#### Problem description:
Write out every line of the records below word for word, but leave the pictures out.

#### Rows:
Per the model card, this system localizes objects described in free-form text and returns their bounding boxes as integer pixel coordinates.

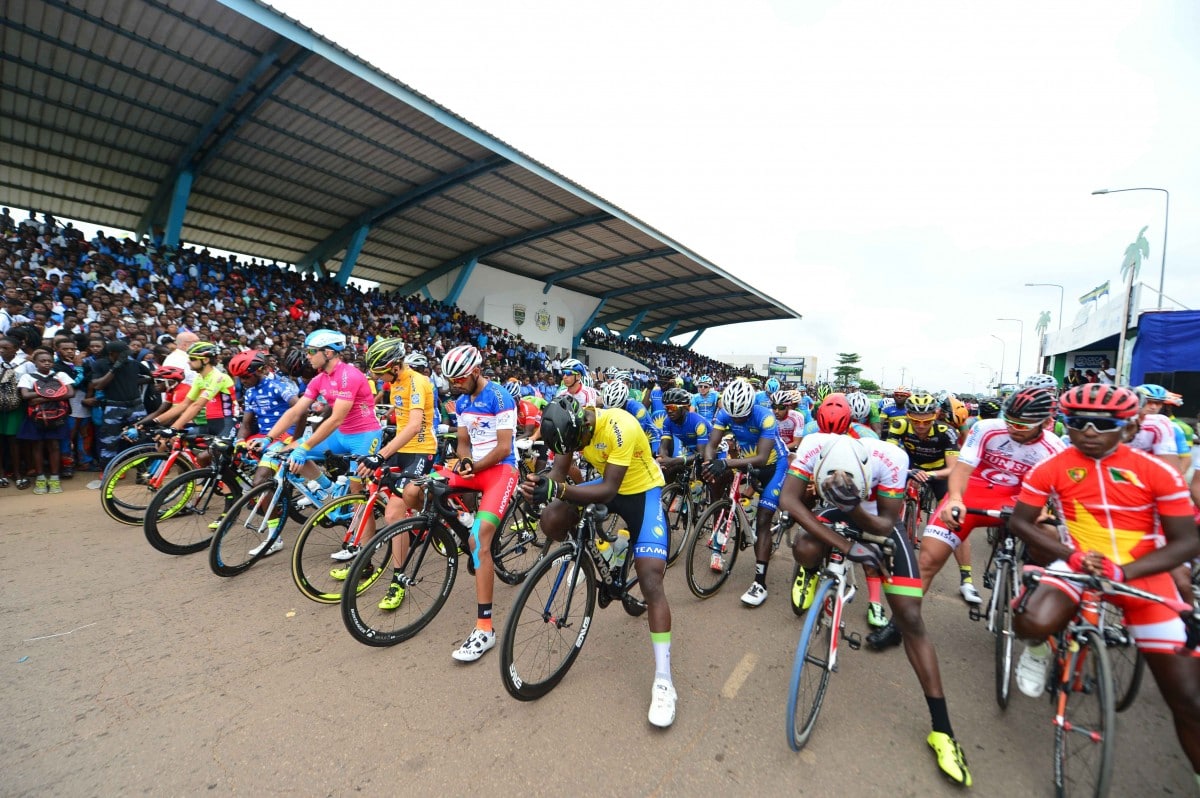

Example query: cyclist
[887,394,983,605]
[1009,383,1200,785]
[251,329,383,554]
[442,344,516,662]
[781,429,971,787]
[521,396,677,728]
[703,379,787,607]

#### Finished exercise:
Per the model card, this system localizes objects described in free-form text and returns their bounding boxes as integer pixel coordinates.


Example query: cyclist
[887,394,983,605]
[1009,383,1200,785]
[251,329,383,554]
[442,344,516,662]
[781,429,971,787]
[521,396,677,728]
[703,379,787,607]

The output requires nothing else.